Extracted records:
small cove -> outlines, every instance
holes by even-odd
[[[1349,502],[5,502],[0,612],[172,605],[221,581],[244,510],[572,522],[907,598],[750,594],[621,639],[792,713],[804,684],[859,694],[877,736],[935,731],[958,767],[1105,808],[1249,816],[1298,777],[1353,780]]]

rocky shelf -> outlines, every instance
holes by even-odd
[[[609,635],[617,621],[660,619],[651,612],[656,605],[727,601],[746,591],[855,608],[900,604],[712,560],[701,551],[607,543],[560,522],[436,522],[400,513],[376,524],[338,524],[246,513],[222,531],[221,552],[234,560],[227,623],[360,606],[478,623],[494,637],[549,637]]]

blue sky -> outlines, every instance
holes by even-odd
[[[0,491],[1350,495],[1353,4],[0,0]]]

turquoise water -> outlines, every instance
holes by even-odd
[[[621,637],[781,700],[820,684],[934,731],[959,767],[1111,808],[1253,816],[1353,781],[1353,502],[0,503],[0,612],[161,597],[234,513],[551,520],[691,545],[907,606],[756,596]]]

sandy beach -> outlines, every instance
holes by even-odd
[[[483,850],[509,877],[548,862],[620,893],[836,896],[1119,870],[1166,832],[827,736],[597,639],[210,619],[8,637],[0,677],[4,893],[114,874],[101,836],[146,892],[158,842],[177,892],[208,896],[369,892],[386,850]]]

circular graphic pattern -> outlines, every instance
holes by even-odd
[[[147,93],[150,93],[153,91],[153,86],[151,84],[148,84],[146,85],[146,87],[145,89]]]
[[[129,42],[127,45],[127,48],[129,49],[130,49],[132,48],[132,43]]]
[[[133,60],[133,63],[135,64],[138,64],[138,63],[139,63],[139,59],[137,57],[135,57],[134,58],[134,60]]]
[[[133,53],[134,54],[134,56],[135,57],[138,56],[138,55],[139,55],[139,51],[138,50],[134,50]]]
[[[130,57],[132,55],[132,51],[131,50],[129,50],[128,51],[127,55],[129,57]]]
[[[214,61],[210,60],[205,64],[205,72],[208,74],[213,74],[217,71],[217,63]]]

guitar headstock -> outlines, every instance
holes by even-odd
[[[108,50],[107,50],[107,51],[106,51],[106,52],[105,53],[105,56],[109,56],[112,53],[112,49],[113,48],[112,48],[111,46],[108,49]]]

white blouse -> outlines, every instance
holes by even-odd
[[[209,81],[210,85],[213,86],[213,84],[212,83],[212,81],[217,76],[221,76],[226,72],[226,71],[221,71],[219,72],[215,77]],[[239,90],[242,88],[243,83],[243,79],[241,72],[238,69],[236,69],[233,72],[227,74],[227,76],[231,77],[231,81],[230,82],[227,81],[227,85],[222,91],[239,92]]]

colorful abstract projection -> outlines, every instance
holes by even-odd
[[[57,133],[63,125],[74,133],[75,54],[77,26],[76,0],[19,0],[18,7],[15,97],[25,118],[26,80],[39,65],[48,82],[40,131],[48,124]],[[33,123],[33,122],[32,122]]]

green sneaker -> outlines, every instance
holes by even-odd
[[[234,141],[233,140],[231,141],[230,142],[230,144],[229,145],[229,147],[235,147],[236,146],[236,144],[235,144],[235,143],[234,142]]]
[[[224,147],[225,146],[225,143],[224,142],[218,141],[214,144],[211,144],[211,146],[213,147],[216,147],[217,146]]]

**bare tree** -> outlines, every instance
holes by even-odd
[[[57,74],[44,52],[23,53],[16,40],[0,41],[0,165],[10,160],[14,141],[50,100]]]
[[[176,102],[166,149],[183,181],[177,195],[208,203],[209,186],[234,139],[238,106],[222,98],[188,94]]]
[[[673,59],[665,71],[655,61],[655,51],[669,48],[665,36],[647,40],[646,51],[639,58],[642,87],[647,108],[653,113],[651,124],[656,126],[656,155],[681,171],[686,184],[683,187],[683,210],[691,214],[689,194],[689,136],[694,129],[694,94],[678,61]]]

PROBLEM DETAILS:
Return the lines above, from the one containing "tree** -> outlines, every instance" to the end, exactly as they stand.

CORRECT RESULT:
**bare tree** -> outlines, every instance
holes by even-odd
[[[57,74],[44,52],[23,53],[16,40],[0,41],[0,165],[10,160],[14,141],[50,100]]]
[[[176,102],[166,149],[183,181],[177,195],[208,203],[209,186],[234,139],[238,106],[222,98],[188,94]]]
[[[673,59],[665,71],[655,61],[655,51],[669,48],[665,36],[647,40],[646,51],[639,58],[642,87],[647,108],[653,113],[651,124],[656,126],[656,155],[681,171],[686,184],[683,187],[683,210],[691,214],[689,194],[689,136],[694,129],[694,94],[678,61]]]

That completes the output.